(Passage provided Opens)

The Anthropocene compels us to think forwards in deep time, and to weigh what we will leave behind, as the landscapes we are making now will sink into strata, becoming underlands. What is the history of things to come? What will be our future fossils? […] The Anthropocene asks of us the question memorably posed by the immunologist Jonas Salk: ‘Are we being good ancestors?‘

Everywhere are the emerald leaves of the tiny dwarf willow. We have pitched our tent on top of a forest, I realize. We are canopy dwellers.


The Knud Rasmussen glacier is a body of ice so great that it makes its own weather. The glacier is invisible the afternoon we arrive, concealed by a bank of fog that runs the full span of the fjord, a mile or so wide but only a few hundred yards high. Above the fog is blue sky, below it is blue water, and behind it is blue ice.


In Oregon […] there exists a honey fungus, Armillaria solidipes, that is two and a half miles in extent at its widest point and covers a total lateral area of four square miles. The blue whale is to this honey fungus as an ant is to us. The best guess that the US Forest Service scientists have been able to offer for the honey fungus‘s age is between 1,900 and 8,650 years old.


Fungi and lichen annihilate our categories of gender. They reshape our ideas of community and cooperation. They screw up our hereditary model of evolutionary descent. They utterly liquidate our notions of time. Lichens can crumble rocks into dust with terrifying acids. Fungi can exude massively powerful enzymes outside their bodies that dissolve soil. They‘re the biggest organisms in the world and among the oldest. They‘re world-makers and world-breakers.
(Macfarlane is quoting mycologist Mervin Sheldrake in this passage.) 

Blowout: Corrupted Democracy, Rogue State Russia, and the Richest, Most Destructive Industry on Earth by Rachel Maddow
[audiobook read by the author]

Kickass lesbian political analyst Rachel Maddow untangles the far-flung tentacles of Big Oil in this very readable exposé of “Corrupted Democracy, Rogue State Russia, and the Richest, Most Destructive Industry on Earth.” Informative, depressing, shocking and infuriating, but—ultimately—hopeful. I highly recommend the audiobook narrated by Maddow herself, which also includes a recording of Pussy Riot's song 'Putin Zassel' (Putin Pissed Himself).

The United States was beginning to look like it might be capable of overtaking Russia, become the world leader in oil production. All glory to the frackers… and all apologies to the cows… and the neighbors… and the future prospects for their drinking water. 

If you are a 15-year-old boy, your lifetime expectancy is three years longer in Haiti than in Russia. 

The Vigor Marine company website boasted “even the blue and white paint scheme was chosen to accommodate the preferences of whales.” This was news on a few fronts, not least that whales have colour preferences.

The Student by Cary Fagan

I love rich, character-based fiction and felt immediately caught up in the inner and outer life of one Toronto woman, Miriam Moscowitz, who is out of step with her contemporaries in 1957 because she wants to go on to graduate school and become a professor. The second part of this quiet novel skips ahead to 2005, allowing a glimpse of the intervening years while showing the fullness of Miriam's life in the 21st century.

She didn‘t mind seeing a Hollywood horse opera if it made Isidore happy. […] 
He wanted to talk about the film and so she went on about moral ambiguity until he interrupted her by saying, “Why are you trying to spoil the film? Come on, Minnie. Lancaster was the good guy and Douglas was the bad guy. All that studying is going to your head.”

(Passage provided Closes)

-- What the exercise asks --
Carry on the book notes above, starting right after their final sentence.

(Dataset records Opens)

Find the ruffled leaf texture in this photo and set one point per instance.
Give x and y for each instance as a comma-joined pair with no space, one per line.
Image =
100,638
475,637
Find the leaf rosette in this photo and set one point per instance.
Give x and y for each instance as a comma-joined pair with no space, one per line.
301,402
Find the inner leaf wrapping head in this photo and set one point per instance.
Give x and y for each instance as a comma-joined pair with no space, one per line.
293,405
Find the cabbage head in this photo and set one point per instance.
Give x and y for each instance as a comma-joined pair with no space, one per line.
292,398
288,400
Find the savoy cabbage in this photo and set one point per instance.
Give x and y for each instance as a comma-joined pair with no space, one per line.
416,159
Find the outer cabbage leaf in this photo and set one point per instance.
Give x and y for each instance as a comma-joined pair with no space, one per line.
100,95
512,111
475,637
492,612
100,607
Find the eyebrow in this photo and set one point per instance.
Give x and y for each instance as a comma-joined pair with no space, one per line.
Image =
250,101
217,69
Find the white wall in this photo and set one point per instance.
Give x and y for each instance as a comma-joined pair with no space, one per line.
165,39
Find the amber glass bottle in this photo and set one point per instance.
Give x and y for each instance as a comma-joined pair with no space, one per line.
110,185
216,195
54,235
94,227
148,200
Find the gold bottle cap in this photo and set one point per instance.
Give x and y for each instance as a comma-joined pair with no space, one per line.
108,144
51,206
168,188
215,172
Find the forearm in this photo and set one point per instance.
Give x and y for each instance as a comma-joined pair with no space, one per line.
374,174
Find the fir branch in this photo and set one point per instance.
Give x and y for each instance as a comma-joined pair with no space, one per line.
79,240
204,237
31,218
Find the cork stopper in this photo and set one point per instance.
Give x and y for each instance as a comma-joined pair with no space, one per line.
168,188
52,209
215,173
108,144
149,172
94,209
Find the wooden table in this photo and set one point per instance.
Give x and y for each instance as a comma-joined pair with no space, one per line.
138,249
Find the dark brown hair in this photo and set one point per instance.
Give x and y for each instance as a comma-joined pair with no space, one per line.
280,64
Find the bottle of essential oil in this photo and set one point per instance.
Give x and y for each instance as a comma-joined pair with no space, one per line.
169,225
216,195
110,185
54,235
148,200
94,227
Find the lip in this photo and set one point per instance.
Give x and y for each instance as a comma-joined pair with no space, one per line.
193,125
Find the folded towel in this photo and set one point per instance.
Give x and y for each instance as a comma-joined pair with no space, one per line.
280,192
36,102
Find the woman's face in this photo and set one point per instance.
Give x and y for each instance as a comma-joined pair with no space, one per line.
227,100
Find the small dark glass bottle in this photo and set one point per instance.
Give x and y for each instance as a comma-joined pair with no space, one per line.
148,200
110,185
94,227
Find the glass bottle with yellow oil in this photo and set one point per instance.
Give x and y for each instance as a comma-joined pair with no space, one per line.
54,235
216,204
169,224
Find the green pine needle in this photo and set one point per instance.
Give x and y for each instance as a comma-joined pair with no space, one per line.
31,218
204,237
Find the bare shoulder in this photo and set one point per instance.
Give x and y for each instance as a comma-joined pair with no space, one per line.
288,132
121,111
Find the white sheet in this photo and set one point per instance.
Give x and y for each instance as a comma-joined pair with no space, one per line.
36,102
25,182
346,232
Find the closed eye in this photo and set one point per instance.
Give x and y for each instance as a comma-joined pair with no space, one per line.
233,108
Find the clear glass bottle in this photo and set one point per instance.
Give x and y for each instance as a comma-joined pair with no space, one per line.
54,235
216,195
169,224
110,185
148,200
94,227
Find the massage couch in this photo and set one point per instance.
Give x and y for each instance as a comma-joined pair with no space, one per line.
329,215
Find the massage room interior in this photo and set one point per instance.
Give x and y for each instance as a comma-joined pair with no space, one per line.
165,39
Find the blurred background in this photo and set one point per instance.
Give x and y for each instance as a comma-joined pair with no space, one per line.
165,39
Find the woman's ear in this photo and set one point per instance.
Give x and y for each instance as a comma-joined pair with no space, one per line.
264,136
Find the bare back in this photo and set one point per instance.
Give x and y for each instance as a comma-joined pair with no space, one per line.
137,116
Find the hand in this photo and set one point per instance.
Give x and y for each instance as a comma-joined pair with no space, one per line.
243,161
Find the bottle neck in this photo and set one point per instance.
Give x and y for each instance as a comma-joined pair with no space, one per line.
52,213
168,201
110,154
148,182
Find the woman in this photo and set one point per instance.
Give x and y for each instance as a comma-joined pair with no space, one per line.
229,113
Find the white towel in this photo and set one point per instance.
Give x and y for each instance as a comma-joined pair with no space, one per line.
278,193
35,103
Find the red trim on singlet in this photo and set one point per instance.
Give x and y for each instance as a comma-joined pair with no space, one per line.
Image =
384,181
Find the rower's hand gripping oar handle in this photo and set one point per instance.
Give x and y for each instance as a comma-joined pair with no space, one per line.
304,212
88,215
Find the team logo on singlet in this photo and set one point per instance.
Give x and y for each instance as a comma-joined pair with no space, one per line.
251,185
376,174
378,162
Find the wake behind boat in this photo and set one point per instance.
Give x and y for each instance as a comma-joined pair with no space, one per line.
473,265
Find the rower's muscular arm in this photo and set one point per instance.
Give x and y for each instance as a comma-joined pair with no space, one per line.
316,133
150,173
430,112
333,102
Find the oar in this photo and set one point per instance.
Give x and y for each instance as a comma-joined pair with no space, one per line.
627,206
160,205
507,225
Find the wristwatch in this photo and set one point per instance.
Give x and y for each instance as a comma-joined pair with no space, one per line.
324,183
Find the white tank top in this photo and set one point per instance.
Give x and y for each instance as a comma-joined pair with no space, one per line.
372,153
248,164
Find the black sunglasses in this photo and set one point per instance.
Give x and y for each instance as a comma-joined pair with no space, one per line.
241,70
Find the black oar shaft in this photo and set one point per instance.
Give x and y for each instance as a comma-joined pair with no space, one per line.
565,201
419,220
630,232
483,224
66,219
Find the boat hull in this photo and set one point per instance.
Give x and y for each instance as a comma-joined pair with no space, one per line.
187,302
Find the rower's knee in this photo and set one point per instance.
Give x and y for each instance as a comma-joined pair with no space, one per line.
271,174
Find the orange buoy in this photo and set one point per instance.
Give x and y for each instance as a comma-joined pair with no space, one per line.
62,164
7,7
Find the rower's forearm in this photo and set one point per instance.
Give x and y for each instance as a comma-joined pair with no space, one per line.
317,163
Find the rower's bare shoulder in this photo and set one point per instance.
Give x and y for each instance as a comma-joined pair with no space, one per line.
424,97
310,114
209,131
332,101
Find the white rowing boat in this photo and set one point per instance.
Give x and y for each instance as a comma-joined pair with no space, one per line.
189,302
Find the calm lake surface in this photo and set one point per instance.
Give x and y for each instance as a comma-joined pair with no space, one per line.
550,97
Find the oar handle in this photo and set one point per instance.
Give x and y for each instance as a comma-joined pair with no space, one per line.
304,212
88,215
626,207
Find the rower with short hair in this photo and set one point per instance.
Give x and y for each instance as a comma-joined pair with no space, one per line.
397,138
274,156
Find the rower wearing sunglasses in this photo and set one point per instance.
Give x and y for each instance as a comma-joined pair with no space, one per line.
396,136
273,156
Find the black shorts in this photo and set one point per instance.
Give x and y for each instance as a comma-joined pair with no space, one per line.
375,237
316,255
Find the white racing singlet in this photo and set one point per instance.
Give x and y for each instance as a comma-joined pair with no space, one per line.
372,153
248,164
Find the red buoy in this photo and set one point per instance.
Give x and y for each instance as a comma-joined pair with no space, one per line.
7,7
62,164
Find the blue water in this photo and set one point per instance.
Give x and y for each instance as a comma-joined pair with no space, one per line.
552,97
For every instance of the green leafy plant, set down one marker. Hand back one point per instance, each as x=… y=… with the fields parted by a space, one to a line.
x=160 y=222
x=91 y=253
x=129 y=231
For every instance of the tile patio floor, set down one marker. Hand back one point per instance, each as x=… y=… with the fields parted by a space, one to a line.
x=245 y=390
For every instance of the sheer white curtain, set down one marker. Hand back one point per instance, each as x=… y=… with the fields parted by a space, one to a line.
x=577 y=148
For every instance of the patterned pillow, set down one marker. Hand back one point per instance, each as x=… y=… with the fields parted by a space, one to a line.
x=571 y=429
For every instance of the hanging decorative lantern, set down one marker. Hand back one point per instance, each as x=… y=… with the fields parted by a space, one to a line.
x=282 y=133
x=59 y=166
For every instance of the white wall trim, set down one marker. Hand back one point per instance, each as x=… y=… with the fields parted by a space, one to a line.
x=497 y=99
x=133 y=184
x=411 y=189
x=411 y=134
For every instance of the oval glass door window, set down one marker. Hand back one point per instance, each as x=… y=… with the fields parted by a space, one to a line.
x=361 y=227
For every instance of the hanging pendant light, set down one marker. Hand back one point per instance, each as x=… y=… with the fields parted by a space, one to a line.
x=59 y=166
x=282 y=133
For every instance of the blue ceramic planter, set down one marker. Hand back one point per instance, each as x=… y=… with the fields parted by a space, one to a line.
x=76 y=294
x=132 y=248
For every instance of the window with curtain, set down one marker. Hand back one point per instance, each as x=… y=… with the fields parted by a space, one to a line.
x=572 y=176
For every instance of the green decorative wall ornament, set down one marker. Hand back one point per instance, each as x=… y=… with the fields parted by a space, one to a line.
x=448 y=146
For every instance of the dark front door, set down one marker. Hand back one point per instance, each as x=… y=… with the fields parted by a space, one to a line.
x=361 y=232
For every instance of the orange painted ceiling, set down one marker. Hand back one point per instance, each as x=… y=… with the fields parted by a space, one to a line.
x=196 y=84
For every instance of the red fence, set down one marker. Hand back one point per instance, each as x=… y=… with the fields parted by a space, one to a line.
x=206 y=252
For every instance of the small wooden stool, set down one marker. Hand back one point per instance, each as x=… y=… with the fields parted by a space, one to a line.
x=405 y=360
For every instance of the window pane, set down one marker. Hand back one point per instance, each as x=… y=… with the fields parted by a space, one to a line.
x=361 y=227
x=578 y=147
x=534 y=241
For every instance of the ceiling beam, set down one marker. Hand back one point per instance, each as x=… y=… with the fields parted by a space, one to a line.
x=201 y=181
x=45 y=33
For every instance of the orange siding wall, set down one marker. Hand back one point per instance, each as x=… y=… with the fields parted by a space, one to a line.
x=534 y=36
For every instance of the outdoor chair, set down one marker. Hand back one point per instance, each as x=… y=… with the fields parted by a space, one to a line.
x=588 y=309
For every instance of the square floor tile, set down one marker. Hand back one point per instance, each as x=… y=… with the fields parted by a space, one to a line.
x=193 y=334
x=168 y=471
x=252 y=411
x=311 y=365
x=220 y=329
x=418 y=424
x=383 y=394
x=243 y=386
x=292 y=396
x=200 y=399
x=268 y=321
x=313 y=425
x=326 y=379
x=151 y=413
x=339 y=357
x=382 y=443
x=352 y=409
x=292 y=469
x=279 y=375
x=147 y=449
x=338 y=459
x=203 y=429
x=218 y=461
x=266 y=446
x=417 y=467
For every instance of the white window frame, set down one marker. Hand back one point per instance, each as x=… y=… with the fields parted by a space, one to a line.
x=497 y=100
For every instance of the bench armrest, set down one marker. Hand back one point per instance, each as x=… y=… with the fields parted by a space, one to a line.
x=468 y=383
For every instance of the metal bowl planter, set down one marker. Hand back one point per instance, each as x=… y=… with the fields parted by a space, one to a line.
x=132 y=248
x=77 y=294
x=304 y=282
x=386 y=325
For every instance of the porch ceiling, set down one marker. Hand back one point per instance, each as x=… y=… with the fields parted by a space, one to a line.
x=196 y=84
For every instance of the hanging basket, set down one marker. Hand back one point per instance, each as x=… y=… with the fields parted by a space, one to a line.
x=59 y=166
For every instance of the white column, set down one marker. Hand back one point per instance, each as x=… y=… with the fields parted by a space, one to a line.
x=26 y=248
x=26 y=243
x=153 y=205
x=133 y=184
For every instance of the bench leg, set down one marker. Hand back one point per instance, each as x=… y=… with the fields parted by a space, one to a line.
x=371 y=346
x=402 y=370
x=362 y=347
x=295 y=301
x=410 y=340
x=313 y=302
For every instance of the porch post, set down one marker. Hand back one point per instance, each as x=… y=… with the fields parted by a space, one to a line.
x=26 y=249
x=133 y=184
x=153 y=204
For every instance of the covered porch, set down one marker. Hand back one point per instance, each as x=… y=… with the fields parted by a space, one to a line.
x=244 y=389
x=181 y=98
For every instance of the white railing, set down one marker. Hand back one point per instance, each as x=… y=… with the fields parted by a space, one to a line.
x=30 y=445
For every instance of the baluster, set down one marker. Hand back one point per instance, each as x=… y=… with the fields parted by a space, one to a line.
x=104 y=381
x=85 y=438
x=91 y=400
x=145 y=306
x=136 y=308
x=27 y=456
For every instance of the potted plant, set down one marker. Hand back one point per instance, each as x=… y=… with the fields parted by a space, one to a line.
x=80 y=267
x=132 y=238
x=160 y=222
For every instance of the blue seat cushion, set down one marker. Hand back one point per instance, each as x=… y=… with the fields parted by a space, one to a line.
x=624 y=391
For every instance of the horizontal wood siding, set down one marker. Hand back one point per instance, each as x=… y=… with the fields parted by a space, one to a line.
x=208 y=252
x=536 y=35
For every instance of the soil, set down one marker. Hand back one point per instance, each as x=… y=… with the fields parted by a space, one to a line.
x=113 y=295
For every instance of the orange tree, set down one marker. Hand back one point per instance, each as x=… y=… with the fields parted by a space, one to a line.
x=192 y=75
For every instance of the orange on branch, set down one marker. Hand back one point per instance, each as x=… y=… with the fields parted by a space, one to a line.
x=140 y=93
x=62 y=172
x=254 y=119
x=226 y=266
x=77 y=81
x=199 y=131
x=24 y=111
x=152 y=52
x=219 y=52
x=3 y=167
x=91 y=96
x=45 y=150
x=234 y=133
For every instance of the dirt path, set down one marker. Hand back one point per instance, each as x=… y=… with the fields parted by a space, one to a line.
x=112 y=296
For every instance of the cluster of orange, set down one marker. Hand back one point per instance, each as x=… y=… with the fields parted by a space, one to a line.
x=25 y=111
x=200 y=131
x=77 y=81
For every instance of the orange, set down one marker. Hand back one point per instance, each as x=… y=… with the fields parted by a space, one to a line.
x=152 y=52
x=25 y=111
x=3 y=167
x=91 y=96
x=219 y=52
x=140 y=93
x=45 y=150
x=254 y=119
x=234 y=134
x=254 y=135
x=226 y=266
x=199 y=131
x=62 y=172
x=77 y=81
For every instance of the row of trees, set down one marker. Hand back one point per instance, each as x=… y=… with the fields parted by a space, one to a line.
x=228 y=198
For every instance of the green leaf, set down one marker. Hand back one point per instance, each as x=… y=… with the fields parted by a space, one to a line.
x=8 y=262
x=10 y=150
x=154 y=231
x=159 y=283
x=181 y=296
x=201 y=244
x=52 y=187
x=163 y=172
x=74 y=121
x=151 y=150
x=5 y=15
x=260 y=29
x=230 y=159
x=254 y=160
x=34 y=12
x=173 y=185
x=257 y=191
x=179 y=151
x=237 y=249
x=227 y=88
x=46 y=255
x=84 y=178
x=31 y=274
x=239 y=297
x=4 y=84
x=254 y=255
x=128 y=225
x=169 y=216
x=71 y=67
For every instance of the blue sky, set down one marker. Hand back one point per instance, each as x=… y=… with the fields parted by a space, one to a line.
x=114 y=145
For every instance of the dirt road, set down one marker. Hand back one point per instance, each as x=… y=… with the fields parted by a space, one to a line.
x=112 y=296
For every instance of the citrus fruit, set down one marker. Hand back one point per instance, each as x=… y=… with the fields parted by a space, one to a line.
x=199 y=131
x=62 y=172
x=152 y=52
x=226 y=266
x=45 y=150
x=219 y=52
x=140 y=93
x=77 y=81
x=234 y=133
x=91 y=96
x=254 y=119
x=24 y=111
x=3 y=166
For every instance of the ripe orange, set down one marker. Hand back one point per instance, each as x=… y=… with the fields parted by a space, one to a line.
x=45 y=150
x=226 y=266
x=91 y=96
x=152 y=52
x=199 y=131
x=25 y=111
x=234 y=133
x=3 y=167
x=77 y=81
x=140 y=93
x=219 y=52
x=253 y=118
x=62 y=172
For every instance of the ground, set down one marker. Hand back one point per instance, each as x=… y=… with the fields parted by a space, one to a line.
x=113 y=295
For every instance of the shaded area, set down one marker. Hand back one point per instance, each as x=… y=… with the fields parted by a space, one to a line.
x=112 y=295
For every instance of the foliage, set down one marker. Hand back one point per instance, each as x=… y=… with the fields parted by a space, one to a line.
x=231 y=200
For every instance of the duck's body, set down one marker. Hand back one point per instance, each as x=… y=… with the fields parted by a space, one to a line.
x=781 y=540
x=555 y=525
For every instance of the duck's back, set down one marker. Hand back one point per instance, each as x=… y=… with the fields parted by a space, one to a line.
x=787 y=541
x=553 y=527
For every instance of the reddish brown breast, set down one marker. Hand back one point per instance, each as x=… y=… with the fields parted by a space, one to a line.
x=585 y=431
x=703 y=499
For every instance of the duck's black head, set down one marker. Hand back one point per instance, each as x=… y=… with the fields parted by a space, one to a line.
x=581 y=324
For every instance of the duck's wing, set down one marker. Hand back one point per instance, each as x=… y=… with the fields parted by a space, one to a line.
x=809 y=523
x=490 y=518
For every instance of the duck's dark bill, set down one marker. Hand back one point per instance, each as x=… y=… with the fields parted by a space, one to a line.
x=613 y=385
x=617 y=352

(Dataset records Closes)

-- Result of the exercise --
“Where else is it supposed to go, my kidneys?”


Twice he had asked her to marry him, or rather talked about being married without quite asking, afraid of what she would say, so she hadn't felt obliged to give him an answer. But one day, she knew, he'd do something atrocious like get down on his knee.

Each year they rented a cottage on the south shore of Lake Simcoe, in the section where Jews could buy property, the drives marked by wooden signs: The Horvaths, The Targovetskys, Camp Kugel. On Friday nights candles could be seen burning in cottage windows.

“…they make a promise to each wear the jeans and then send it to the next person and describe all their adventures while wearing them. I mean, it‘s a pretty stupid idea, like that would ever happen, and the girls are way too nice to each other, which in my opinion is less believable than anything in Harry Potter. But you know what? I can‘t put it down.”
“It sounds quite delicious. I wonder what makes us just have to keep reading a book? Does that mean it's good and we don't want to admit it because it doesn't fit our idea of real literature? Or is it like eating candy? You know, all immediate pleasure but no nutrition."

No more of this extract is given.